EXERCISE PROMPT.
Rewrite the listing with every "space-delimited" replaced by "whitespace-separated", changing nothing else, and leave the pictures out.

RECORD EXCERPTS.
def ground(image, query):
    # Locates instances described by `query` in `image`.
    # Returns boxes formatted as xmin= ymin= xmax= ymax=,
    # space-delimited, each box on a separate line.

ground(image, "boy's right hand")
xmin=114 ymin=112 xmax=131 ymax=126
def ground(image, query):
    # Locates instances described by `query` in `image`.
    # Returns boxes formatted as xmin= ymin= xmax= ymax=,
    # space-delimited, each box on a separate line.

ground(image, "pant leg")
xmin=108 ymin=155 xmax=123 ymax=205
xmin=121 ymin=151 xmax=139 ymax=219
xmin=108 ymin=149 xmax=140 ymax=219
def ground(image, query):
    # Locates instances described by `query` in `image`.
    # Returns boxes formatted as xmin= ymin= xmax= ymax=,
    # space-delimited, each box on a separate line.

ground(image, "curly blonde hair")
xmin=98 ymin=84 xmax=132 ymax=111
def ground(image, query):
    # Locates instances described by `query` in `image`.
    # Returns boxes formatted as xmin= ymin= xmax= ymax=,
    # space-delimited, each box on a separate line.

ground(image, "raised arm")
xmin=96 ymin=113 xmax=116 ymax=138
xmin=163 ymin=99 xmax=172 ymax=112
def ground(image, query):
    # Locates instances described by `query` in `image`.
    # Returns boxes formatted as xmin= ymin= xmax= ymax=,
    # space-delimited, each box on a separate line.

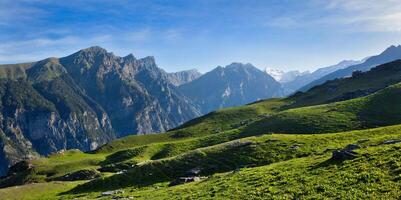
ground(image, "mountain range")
xmin=179 ymin=63 xmax=283 ymax=113
xmin=0 ymin=53 xmax=401 ymax=199
xmin=0 ymin=46 xmax=282 ymax=174
xmin=0 ymin=46 xmax=401 ymax=184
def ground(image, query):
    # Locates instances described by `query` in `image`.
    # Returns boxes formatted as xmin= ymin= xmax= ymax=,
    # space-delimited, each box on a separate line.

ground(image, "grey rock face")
xmin=0 ymin=47 xmax=199 ymax=175
xmin=167 ymin=69 xmax=202 ymax=86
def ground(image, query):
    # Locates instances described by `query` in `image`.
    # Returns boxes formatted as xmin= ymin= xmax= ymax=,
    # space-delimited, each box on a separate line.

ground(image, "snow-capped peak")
xmin=265 ymin=67 xmax=285 ymax=81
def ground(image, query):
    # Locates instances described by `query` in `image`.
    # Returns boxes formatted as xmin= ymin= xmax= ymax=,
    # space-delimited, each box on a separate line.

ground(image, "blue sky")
xmin=0 ymin=0 xmax=401 ymax=72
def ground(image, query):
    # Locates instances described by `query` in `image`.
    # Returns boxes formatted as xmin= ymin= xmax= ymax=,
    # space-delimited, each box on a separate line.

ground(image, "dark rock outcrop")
xmin=0 ymin=47 xmax=200 ymax=175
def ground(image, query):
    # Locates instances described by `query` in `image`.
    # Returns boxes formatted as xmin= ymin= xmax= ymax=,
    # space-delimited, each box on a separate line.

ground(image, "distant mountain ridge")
xmin=265 ymin=68 xmax=309 ymax=83
xmin=179 ymin=63 xmax=283 ymax=113
xmin=282 ymin=60 xmax=361 ymax=95
xmin=300 ymin=45 xmax=401 ymax=91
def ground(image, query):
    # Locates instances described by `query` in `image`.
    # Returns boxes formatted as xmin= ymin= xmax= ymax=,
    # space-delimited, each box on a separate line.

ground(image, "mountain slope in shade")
xmin=167 ymin=69 xmax=202 ymax=86
xmin=0 ymin=47 xmax=199 ymax=174
xmin=179 ymin=63 xmax=283 ymax=113
xmin=283 ymin=60 xmax=360 ymax=95
xmin=300 ymin=45 xmax=401 ymax=91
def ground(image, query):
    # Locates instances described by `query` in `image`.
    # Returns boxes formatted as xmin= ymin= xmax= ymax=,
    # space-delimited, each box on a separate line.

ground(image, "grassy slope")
xmin=125 ymin=145 xmax=401 ymax=199
xmin=2 ymin=81 xmax=401 ymax=191
xmin=245 ymin=84 xmax=401 ymax=133
xmin=0 ymin=61 xmax=401 ymax=197
xmin=0 ymin=125 xmax=401 ymax=199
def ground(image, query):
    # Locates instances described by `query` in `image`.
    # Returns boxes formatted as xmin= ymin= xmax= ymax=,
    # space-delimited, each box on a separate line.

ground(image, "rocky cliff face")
xmin=0 ymin=47 xmax=199 ymax=174
xmin=167 ymin=69 xmax=202 ymax=86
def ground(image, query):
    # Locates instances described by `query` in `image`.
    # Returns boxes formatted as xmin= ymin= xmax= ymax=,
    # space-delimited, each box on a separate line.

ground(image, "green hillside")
xmin=0 ymin=61 xmax=401 ymax=199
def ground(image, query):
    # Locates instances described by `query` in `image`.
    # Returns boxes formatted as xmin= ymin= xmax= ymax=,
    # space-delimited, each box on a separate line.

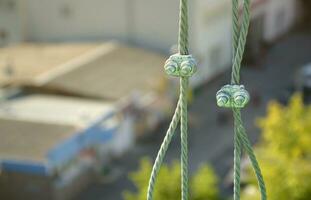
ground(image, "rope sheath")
xmin=231 ymin=0 xmax=267 ymax=200
xmin=147 ymin=0 xmax=189 ymax=200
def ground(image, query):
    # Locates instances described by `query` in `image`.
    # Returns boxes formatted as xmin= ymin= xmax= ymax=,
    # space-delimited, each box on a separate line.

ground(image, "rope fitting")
xmin=216 ymin=85 xmax=250 ymax=108
xmin=164 ymin=54 xmax=197 ymax=77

FULL RESPONSE.
def ground(image, query):
    # Locates instances described by `query` in `image`.
    # Returns boxes formatted as xmin= ymin= xmax= ymax=,
    # whitespace-separated, each box on a separate line.

ground(image, "boy's right hand")
xmin=114 ymin=112 xmax=131 ymax=126
def ground(image, query):
    # Locates instances described by `query` in `image`.
    # Returns boxes formatted as xmin= ymin= xmax= ymax=,
    # whitespace-separated, each box on a separate line.

ground(image, "pant leg")
xmin=108 ymin=155 xmax=123 ymax=205
xmin=121 ymin=151 xmax=139 ymax=219
xmin=108 ymin=149 xmax=140 ymax=219
def ground(image, query):
    # Locates instances described by `query` in `image`.
    # Returns boxes formatted as xmin= ymin= xmax= ymax=,
    # whitespace-separated, each box on a separate line.

ground(image, "curly blonde hair")
xmin=98 ymin=84 xmax=132 ymax=111
def ground(image, query):
    # Locates instances described by `query` in `image`.
    # Returns boxes formatted as xmin= ymin= xmax= ymax=,
    # whitespace-separated, each box on a separate line.

ground(image, "raised arm")
xmin=96 ymin=113 xmax=116 ymax=138
xmin=163 ymin=99 xmax=172 ymax=112
def ground(image, query):
    # Locates instances described by `query` in `image`.
    # Returns boxes formatted as xmin= ymin= xmax= ymax=,
    # whitespace-separated, each box on a separate line.

ground(image, "mountain range")
xmin=179 ymin=63 xmax=283 ymax=113
xmin=0 ymin=53 xmax=401 ymax=199
xmin=0 ymin=46 xmax=282 ymax=174
xmin=0 ymin=46 xmax=401 ymax=184
def ground(image, query):
    # Locates instances described by `query` in `image`.
    # Returns boxes formatted as xmin= ymin= xmax= ymax=,
    # whitespace-separated, each box on a separate line.

ground(image, "grey rock face")
xmin=0 ymin=47 xmax=199 ymax=175
xmin=167 ymin=69 xmax=202 ymax=86
def ground(image, query):
    # Locates instances described by `query` in `image`.
    # Returns boxes formatted as xmin= ymin= xmax= ymax=,
    # whitespace-separated, each box on a separate line.

ground(image, "snow-capped peak")
xmin=265 ymin=67 xmax=285 ymax=81
def ground(image, query):
    # Locates instances described by `query` in `image`.
    # Returns boxes formatted as xmin= ymin= xmax= ymax=,
    # whitespace-separated, each box on a separate line.

ground(image, "blue sky")
xmin=0 ymin=0 xmax=401 ymax=72
def ground(image, query):
    # Locates instances described by `query` in `image`.
    # Returns boxes formatted as xmin= ymin= xmax= ymax=,
    # whitespace-separated, each box on a separate line.

ground(image, "dark rock outcrop")
xmin=0 ymin=47 xmax=200 ymax=175
def ground(image, query):
    # Locates instances described by `query` in `image`.
    # Returns boxes formatted as xmin= ymin= xmax= ymax=,
    # whitespace-separated, each box on a separate line.

ground(image, "distant mountain ridge")
xmin=265 ymin=68 xmax=309 ymax=83
xmin=179 ymin=63 xmax=283 ymax=113
xmin=282 ymin=60 xmax=361 ymax=95
xmin=300 ymin=45 xmax=401 ymax=91
def ground(image, query):
    # Locates instances described by `query` in `image`.
    # Returns boxes formatted as xmin= ymin= xmax= ymax=,
    # whitespace-separated, each box on a separate line.

ground(image, "mountain slope in shade")
xmin=167 ymin=69 xmax=202 ymax=86
xmin=0 ymin=47 xmax=199 ymax=174
xmin=179 ymin=63 xmax=283 ymax=113
xmin=283 ymin=60 xmax=360 ymax=95
xmin=300 ymin=45 xmax=401 ymax=91
def ground(image, query):
    # Locates instances described by `query` in `image`.
    # Returns boxes formatted as xmin= ymin= xmax= ymax=,
    # whitespace-separated, each box on a separate line.

ground(image, "grassy slope")
xmin=125 ymin=145 xmax=401 ymax=199
xmin=2 ymin=81 xmax=401 ymax=191
xmin=245 ymin=84 xmax=401 ymax=133
xmin=0 ymin=61 xmax=401 ymax=197
xmin=0 ymin=125 xmax=401 ymax=199
def ground(image, query):
    # Locates instances described by `query` in `image`.
    # Returns boxes formatted as xmin= ymin= xmax= ymax=,
    # whitespace-separated, each box on a separate line.

ground(image, "rocky cliff face")
xmin=0 ymin=47 xmax=199 ymax=174
xmin=167 ymin=69 xmax=202 ymax=86
def ground(image, query):
    # Locates instances described by `query` in `image`.
    # Returns boxes formatted as xmin= ymin= xmax= ymax=,
    # whitespace-separated, each box on a separate line.

ground(image, "green hillside")
xmin=0 ymin=61 xmax=401 ymax=199
def ground(image, query):
    # Locates instances described by `query` in `image`.
    # Returns boxes formatted as xmin= ymin= xmax= ymax=,
    # whitespace-separated, each box on a separate line.

ground(image, "rope sheath")
xmin=231 ymin=0 xmax=267 ymax=200
xmin=147 ymin=0 xmax=189 ymax=200
def ground(image, query):
    # Locates instances described by `query` in `image`.
    # Returns boxes formatted as xmin= ymin= xmax= ymax=,
    # whitespace-separated, each box on a separate line.

ground(image, "rope fitting")
xmin=216 ymin=85 xmax=250 ymax=108
xmin=164 ymin=54 xmax=197 ymax=77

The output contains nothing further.